A run of records
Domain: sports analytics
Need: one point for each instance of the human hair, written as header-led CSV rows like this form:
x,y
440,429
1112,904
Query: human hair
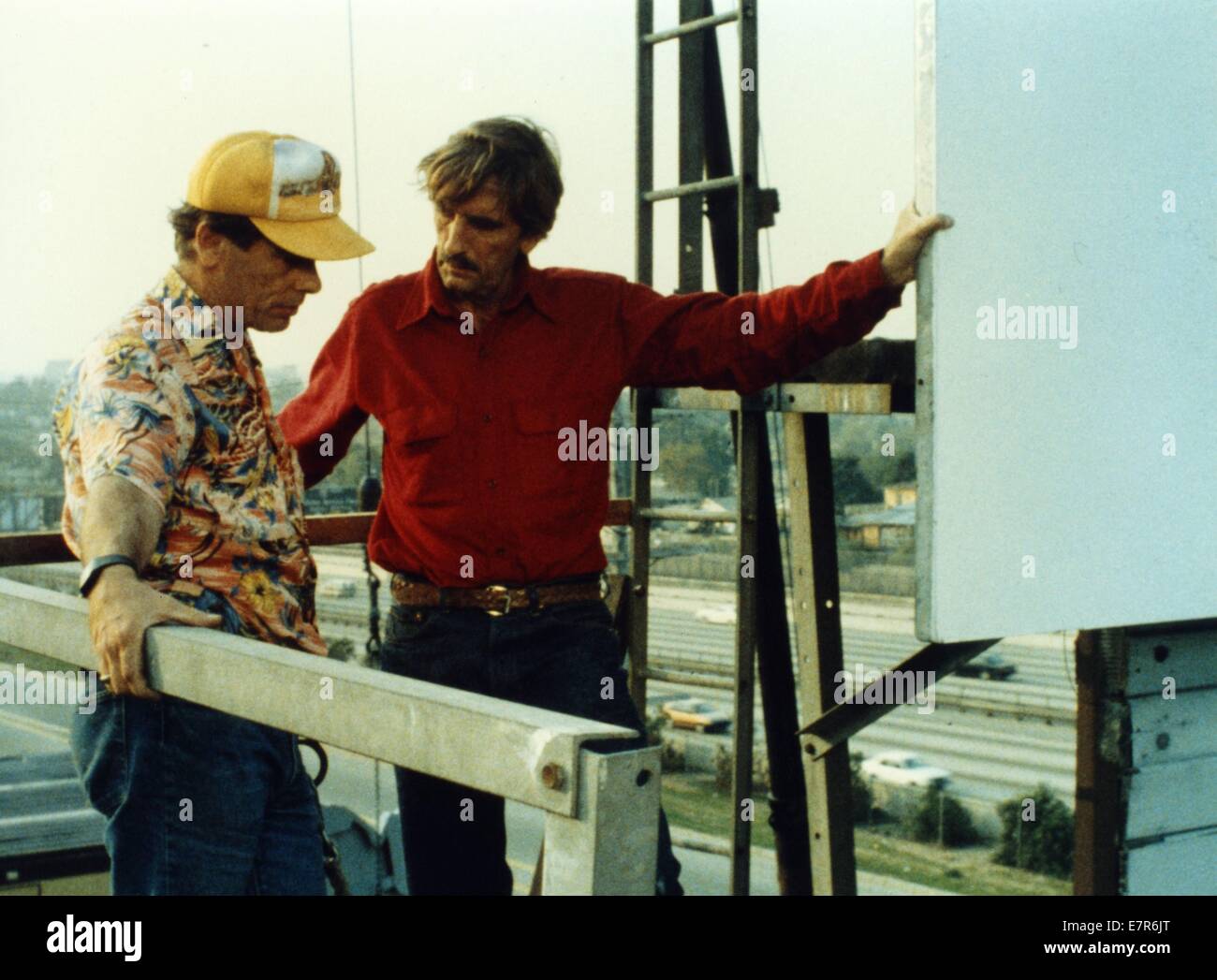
x,y
515,151
185,219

[Job]:
Return every line above that contains the word "human", matching case exactly.

[Written response]:
Need: one point for each instance of the human hair, written as header-led CSV rows like this form:
Query: human hair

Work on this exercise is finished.